STATED TASK — Gather every line of the data below that contains the word "helmet" and copy each one in full.

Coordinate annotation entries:
- - -

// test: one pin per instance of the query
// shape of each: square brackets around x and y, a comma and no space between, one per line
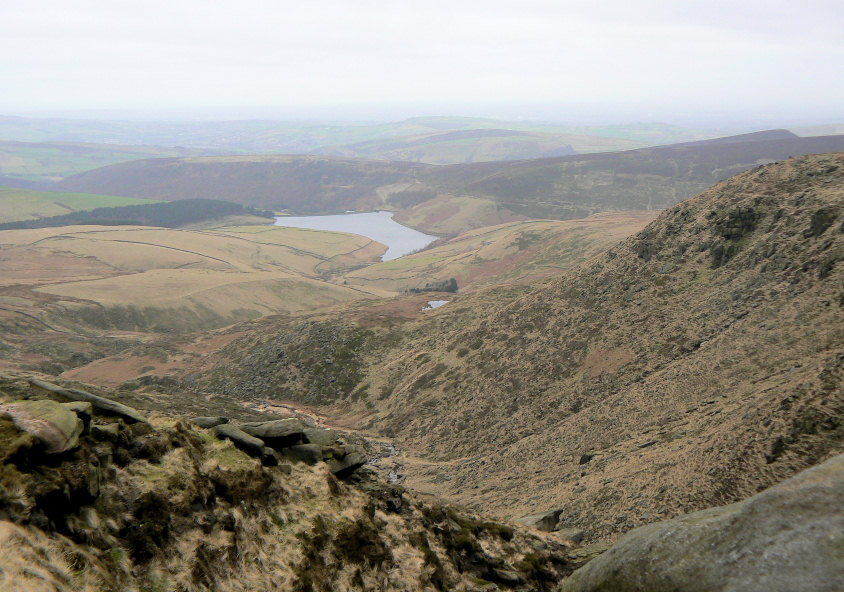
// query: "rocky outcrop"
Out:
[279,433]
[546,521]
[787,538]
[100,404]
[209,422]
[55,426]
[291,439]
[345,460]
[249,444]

- - -

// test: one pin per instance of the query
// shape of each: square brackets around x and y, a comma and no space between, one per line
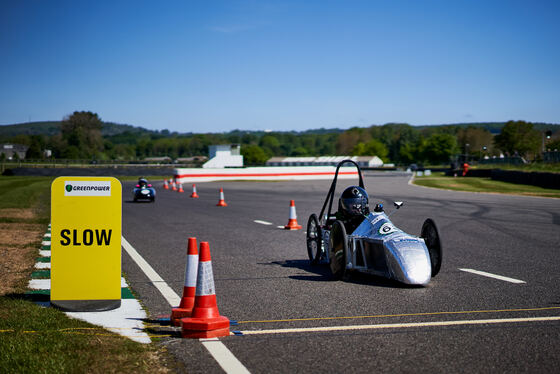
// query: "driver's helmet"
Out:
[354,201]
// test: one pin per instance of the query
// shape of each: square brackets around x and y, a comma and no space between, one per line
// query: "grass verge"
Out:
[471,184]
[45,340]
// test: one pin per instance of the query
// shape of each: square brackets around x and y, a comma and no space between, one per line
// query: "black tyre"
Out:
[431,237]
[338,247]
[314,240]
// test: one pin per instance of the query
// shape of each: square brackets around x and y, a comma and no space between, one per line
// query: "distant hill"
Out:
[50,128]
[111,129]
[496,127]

- - -

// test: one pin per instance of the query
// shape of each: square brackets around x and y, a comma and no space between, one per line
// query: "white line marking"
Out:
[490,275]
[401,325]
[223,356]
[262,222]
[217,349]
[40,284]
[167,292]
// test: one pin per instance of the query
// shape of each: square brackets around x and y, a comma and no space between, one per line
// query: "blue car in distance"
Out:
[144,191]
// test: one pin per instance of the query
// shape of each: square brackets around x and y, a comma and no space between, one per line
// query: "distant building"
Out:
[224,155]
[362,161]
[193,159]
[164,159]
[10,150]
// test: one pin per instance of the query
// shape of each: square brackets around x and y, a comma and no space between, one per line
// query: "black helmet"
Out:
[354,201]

- - -

FINAL RESULT —
// query: "driver's helmet"
// query: "black helmet"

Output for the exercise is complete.